### Problem to work on
Take the line that has "the eyeglasses, imagine" in it and every line after it to the end of the entries, and reproduce them exactly.

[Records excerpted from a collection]
_____

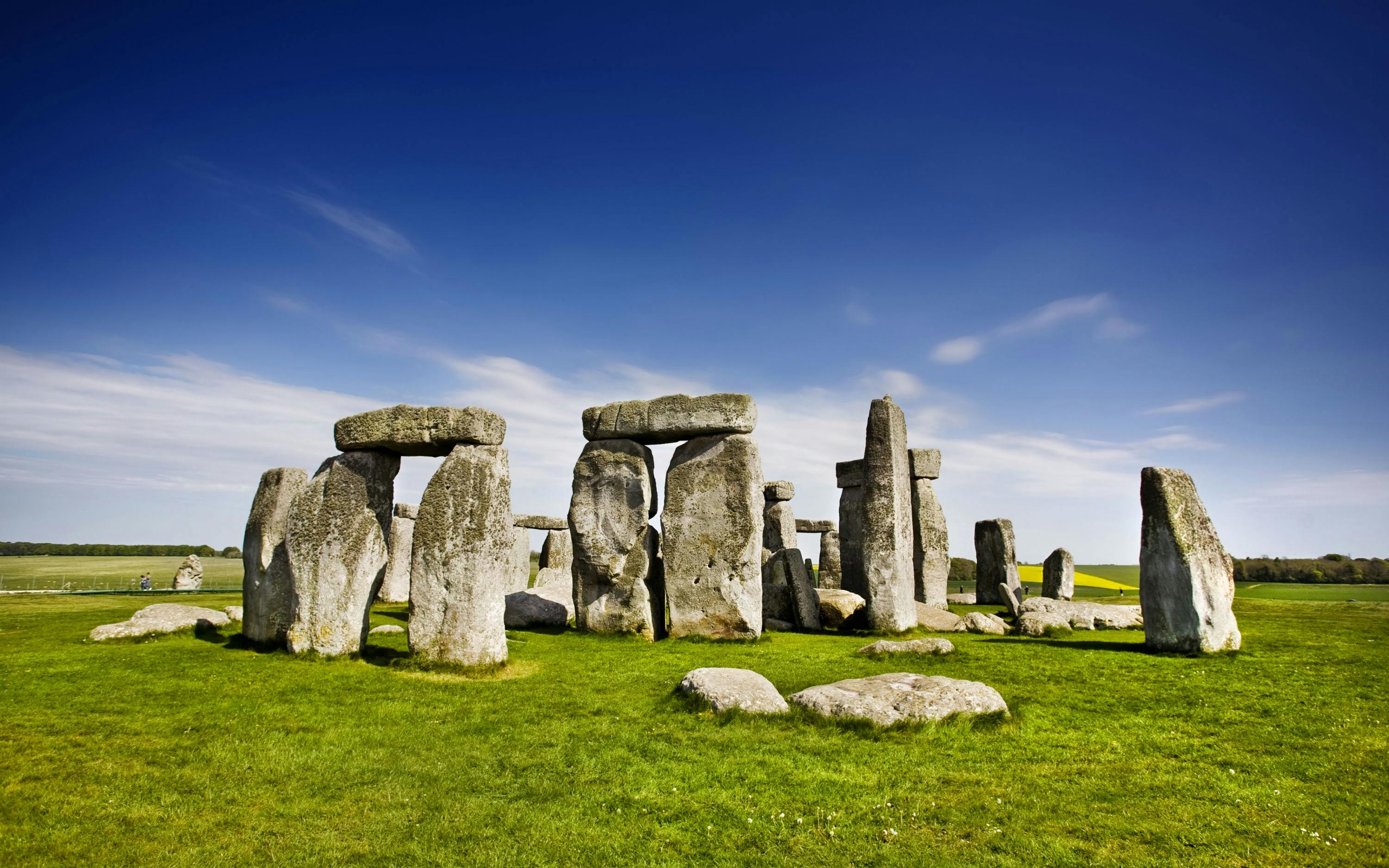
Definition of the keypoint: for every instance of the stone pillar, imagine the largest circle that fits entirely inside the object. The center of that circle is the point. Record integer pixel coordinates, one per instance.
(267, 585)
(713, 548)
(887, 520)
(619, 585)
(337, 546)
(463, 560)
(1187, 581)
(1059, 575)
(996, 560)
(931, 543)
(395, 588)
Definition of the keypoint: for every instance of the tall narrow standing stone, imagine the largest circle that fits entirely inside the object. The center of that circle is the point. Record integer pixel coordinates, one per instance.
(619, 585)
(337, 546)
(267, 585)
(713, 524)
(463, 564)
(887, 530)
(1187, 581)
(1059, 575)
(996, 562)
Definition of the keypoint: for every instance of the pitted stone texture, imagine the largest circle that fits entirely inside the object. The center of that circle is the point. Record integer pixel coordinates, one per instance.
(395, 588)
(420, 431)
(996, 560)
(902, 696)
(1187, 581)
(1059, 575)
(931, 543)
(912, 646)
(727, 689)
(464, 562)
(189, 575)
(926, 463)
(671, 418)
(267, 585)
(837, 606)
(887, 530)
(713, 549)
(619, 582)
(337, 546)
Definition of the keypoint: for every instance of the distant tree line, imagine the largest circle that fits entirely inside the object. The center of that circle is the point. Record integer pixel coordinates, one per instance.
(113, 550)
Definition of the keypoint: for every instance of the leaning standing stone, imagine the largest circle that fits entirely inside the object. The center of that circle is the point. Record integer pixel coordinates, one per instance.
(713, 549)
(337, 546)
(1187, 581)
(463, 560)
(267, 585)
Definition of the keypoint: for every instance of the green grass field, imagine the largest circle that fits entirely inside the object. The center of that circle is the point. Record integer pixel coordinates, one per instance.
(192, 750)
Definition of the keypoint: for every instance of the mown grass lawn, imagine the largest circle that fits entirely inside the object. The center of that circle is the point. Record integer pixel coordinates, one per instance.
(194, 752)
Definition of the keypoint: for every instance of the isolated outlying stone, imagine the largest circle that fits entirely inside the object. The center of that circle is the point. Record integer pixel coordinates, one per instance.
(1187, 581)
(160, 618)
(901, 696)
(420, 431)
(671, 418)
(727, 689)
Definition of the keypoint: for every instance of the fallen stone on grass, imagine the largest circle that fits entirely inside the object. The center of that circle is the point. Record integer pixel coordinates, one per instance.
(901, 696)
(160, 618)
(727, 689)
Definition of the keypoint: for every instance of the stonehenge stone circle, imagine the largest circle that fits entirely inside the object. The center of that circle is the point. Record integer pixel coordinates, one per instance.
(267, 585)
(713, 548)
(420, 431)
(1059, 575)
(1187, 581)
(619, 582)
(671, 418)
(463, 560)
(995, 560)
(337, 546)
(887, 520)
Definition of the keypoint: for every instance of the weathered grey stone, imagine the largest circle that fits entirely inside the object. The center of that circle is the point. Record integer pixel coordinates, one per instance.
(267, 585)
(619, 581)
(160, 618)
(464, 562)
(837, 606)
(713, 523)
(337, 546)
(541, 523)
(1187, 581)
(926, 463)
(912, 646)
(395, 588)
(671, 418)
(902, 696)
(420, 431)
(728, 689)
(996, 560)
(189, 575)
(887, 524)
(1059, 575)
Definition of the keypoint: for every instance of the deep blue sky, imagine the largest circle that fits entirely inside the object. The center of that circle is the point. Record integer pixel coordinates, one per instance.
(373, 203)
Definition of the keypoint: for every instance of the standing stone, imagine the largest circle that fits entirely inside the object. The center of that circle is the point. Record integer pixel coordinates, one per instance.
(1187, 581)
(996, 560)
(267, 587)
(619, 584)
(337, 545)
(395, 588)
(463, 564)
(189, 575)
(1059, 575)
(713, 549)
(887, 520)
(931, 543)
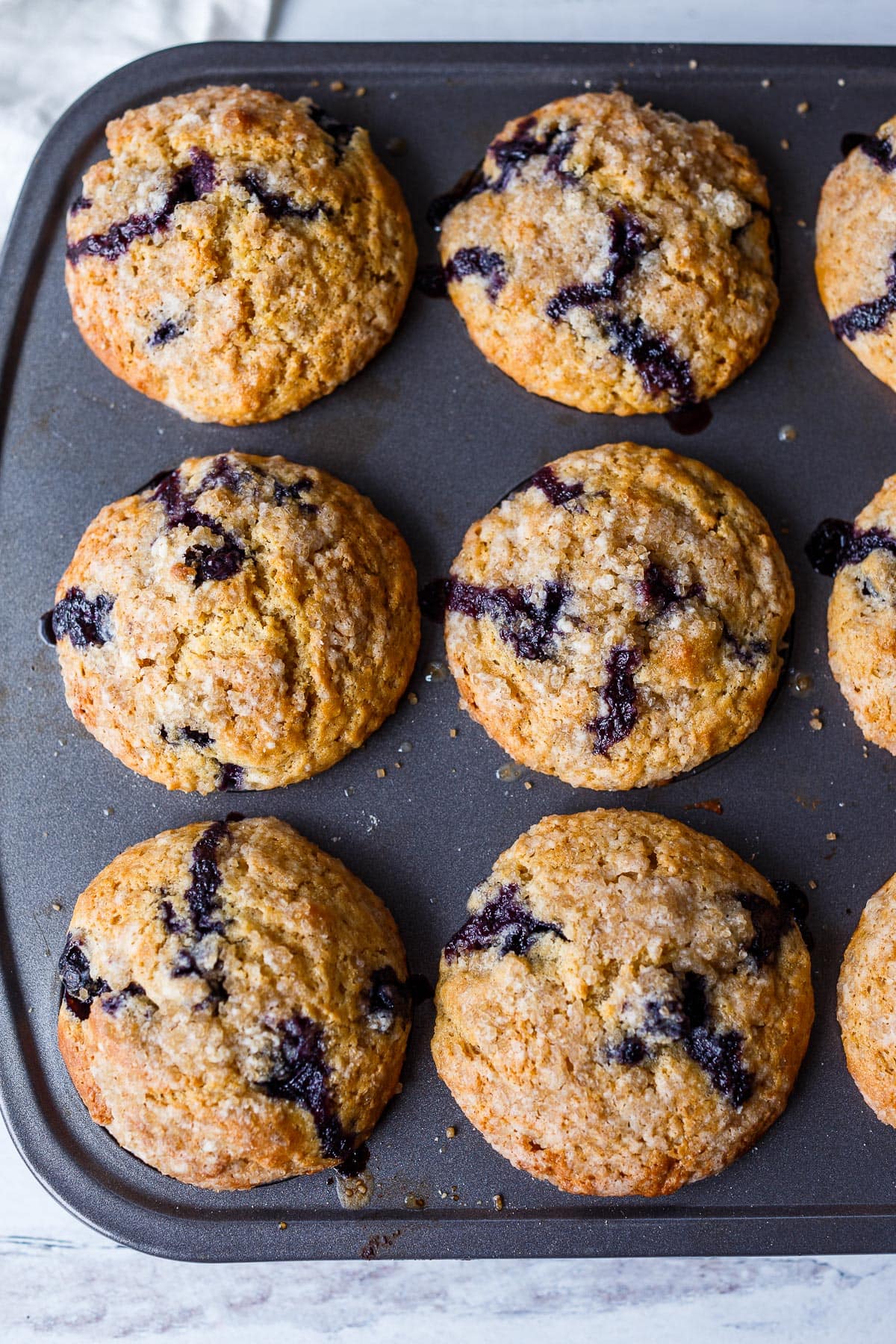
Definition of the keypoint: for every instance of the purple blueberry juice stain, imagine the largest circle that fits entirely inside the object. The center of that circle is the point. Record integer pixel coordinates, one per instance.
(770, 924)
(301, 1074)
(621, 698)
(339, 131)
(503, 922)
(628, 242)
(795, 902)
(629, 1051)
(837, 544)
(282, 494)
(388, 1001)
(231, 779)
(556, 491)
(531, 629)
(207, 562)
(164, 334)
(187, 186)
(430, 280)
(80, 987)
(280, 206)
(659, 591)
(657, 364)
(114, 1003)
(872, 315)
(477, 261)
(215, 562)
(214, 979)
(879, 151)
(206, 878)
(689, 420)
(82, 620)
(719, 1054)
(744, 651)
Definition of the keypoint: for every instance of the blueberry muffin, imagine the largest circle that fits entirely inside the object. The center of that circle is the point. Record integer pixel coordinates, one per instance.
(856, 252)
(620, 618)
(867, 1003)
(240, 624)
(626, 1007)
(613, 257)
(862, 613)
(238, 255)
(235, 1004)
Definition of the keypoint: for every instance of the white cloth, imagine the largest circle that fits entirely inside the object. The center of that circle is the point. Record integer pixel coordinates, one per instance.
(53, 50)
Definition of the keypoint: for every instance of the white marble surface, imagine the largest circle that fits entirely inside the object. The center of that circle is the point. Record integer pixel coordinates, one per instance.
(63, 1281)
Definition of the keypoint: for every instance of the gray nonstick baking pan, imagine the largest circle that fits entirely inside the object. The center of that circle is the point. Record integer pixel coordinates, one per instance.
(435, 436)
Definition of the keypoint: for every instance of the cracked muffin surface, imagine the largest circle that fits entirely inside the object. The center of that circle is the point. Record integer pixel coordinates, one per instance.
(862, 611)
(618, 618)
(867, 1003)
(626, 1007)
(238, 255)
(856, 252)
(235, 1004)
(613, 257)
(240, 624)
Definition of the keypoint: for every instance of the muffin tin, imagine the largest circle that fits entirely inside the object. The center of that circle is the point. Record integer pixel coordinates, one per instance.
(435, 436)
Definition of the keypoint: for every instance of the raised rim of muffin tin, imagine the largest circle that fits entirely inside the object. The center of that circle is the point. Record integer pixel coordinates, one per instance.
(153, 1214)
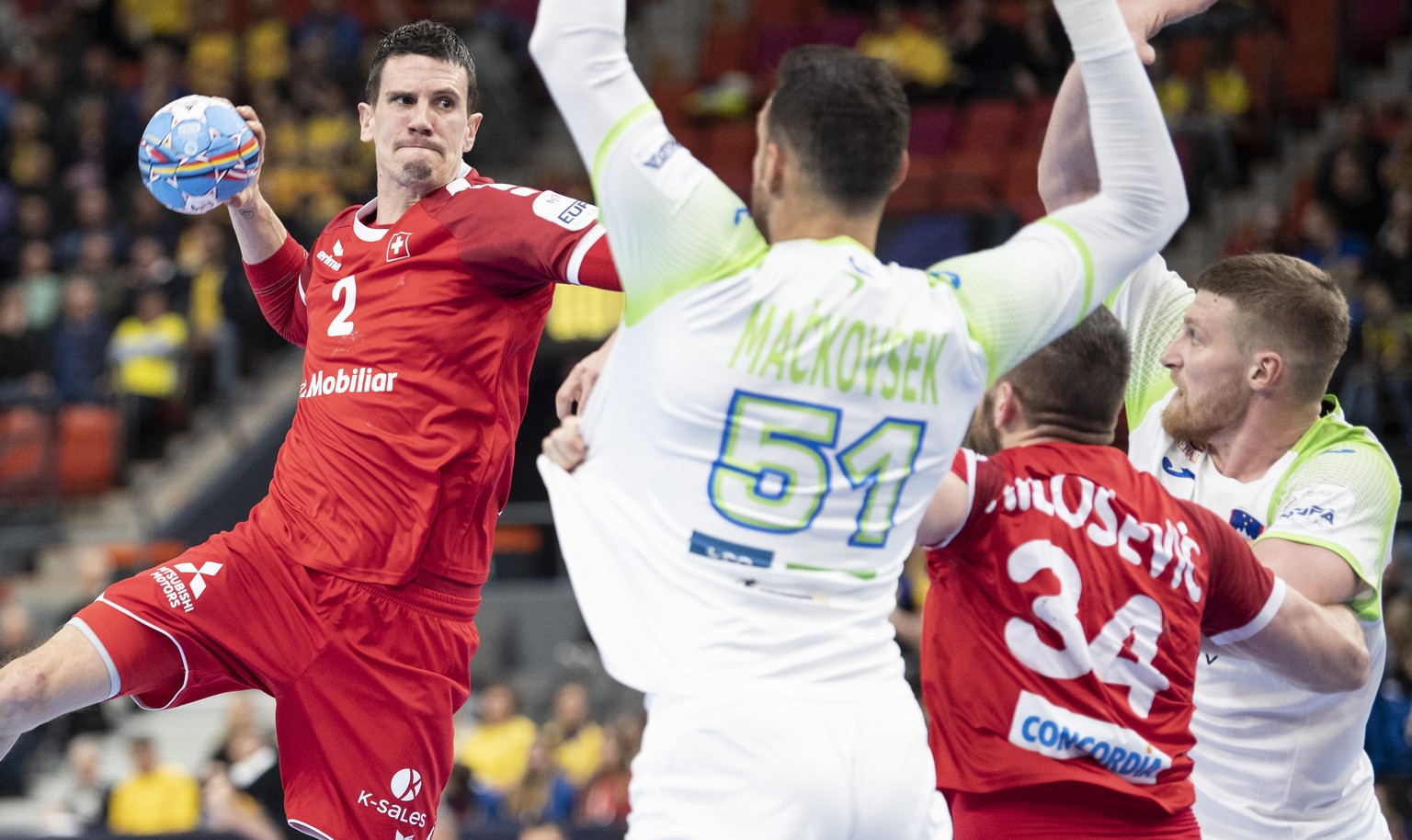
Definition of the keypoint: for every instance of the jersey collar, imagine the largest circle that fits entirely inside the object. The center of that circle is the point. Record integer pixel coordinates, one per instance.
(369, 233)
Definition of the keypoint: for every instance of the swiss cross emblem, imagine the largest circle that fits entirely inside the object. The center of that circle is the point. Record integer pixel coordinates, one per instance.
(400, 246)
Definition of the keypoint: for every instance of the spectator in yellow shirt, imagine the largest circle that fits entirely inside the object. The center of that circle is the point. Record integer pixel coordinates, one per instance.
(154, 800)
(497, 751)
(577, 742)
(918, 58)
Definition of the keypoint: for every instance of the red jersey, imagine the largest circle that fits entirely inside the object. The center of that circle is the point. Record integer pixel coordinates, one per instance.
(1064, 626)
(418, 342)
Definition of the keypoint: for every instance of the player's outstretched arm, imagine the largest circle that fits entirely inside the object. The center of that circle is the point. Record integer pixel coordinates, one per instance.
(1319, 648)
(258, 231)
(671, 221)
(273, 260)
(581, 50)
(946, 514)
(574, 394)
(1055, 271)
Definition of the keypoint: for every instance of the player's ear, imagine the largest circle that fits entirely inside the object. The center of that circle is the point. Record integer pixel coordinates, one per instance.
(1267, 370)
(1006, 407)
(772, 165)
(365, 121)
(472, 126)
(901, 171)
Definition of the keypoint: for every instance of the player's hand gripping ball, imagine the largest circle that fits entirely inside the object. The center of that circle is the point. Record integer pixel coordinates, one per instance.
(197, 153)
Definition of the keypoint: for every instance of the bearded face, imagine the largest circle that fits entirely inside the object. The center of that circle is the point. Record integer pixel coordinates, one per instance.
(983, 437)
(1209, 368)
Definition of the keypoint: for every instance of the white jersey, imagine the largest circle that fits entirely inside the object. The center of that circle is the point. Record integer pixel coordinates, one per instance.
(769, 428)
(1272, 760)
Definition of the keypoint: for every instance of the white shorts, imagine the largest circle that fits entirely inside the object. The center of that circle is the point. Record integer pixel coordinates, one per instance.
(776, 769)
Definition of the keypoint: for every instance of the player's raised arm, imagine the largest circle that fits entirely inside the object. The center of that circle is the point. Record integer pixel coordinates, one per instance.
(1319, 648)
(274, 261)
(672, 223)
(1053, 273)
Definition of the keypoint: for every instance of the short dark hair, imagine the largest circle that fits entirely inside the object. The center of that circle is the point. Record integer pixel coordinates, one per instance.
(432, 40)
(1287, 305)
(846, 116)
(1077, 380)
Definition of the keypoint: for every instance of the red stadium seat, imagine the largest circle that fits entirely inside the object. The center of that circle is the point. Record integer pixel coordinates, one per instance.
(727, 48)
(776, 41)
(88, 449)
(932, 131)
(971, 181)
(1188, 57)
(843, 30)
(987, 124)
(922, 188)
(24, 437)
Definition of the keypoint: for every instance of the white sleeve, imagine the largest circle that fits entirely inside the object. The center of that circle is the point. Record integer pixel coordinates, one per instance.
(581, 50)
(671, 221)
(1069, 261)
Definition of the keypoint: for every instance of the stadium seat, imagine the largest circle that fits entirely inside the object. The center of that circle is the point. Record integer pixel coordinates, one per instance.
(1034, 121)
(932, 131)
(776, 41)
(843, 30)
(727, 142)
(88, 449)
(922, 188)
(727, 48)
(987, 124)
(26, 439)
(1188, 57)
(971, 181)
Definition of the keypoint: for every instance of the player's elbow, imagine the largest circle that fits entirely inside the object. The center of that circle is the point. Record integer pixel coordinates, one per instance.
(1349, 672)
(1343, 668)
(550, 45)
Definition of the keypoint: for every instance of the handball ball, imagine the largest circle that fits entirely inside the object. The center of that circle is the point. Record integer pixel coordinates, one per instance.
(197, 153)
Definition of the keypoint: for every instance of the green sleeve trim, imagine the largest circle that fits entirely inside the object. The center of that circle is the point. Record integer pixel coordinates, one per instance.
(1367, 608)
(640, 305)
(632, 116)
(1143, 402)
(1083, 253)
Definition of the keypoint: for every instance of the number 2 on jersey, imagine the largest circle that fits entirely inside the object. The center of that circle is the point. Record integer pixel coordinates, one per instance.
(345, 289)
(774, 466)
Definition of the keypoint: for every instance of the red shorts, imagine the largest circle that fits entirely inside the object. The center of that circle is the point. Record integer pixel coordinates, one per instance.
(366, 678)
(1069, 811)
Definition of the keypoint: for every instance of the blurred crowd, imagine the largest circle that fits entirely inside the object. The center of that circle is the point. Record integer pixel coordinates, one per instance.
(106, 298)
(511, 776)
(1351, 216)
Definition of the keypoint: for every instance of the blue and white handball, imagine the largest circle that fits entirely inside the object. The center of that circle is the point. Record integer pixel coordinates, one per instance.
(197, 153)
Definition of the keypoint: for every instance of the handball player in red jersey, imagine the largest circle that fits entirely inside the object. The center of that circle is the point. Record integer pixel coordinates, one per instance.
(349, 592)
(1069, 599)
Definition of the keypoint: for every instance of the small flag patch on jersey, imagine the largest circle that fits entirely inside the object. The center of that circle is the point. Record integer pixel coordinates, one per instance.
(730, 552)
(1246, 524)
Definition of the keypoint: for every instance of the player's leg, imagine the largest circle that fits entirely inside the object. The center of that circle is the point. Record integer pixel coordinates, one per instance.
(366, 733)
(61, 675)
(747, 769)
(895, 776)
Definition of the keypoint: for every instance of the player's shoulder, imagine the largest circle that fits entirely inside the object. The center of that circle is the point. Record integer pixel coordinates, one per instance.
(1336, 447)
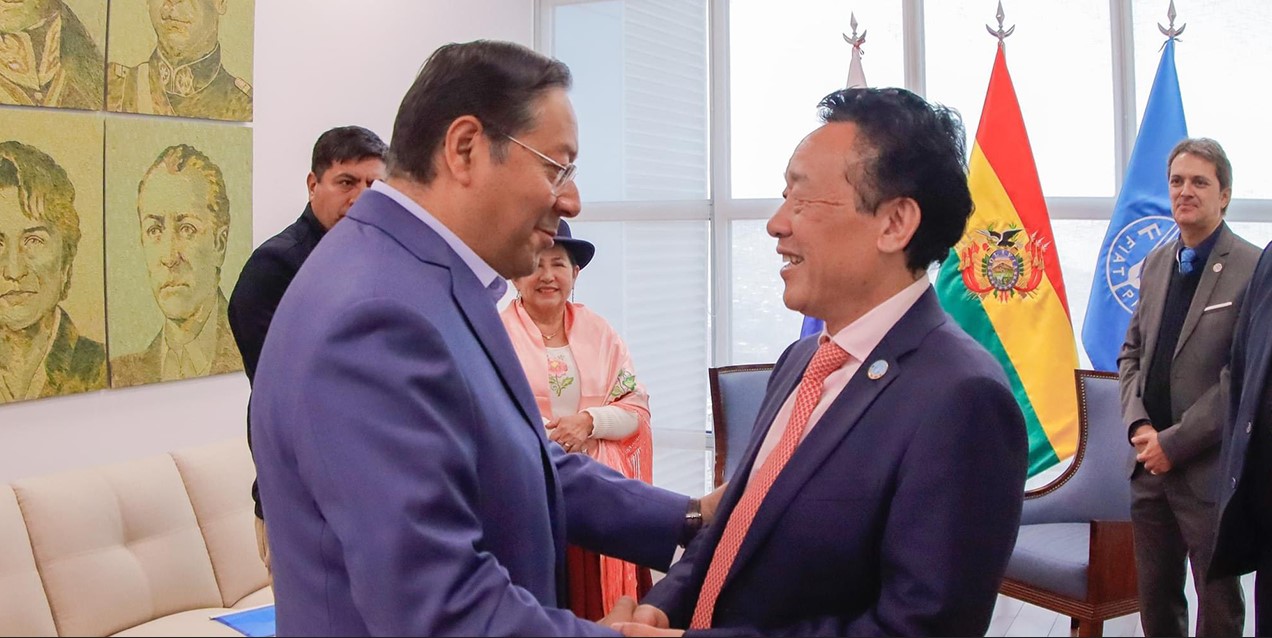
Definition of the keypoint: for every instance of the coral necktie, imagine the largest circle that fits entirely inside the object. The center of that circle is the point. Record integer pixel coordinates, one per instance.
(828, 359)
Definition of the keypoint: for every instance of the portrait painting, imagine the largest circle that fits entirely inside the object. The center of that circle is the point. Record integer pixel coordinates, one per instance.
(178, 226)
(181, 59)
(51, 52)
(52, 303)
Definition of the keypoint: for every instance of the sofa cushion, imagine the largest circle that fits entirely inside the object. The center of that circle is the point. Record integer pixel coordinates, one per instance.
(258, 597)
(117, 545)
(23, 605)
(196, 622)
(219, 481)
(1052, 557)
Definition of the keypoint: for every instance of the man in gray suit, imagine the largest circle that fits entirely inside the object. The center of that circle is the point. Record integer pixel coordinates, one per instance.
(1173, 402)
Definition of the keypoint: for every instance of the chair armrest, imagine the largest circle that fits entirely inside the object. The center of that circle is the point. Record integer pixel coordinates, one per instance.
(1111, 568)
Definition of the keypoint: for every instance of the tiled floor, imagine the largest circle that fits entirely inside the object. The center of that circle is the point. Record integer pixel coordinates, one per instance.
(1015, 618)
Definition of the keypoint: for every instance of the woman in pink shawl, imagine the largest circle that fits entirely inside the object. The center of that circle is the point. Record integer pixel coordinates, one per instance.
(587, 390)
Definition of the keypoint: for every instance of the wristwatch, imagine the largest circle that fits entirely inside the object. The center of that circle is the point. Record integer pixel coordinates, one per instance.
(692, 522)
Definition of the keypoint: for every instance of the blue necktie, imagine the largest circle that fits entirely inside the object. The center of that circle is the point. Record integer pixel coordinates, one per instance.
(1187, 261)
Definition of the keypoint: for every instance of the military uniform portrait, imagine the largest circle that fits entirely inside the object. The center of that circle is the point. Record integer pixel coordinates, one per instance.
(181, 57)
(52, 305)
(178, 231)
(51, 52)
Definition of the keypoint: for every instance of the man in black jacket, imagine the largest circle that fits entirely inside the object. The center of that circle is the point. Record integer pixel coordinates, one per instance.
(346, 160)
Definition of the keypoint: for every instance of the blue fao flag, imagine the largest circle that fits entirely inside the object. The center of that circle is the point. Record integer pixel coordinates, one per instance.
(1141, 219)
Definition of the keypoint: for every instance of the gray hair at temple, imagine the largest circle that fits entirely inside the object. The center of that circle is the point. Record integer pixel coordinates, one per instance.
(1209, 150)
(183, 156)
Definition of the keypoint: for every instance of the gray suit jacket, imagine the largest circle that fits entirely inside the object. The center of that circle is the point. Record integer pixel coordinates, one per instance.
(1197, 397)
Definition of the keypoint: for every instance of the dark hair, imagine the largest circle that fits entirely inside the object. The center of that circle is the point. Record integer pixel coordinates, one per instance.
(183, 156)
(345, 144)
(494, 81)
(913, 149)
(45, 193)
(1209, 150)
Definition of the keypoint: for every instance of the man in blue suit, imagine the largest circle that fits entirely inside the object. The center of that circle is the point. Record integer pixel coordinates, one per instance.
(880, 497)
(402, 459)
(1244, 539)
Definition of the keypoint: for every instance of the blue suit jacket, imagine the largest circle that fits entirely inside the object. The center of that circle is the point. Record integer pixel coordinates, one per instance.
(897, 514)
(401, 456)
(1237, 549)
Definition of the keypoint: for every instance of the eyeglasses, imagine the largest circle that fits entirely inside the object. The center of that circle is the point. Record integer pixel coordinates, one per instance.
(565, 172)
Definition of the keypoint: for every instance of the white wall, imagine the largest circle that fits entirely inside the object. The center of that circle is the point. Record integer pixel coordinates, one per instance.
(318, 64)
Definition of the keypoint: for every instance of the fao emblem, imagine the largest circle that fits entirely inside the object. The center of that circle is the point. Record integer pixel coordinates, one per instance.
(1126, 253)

_____

### Exercise solution
Definition of the keypoint: for every instance of the eyeglasses, imagine the largest circle that fits entirely inside the object. The center of that circle is the point. Record integer pixel coordinates, one per instance.
(565, 172)
Definition of the keypoint: for every instance of the white wall, imagine the largest circle that fits entirely inside the object. The center of that circle is the point. Record integer pixel coordinates, one per instance.
(318, 64)
Definition of the keypoint: for every instance of the fao emblem, imagine the largest circle that fits entirely inside the object. The center of that circle is the point. Record integer pixel coordinates, one per instance.
(1126, 253)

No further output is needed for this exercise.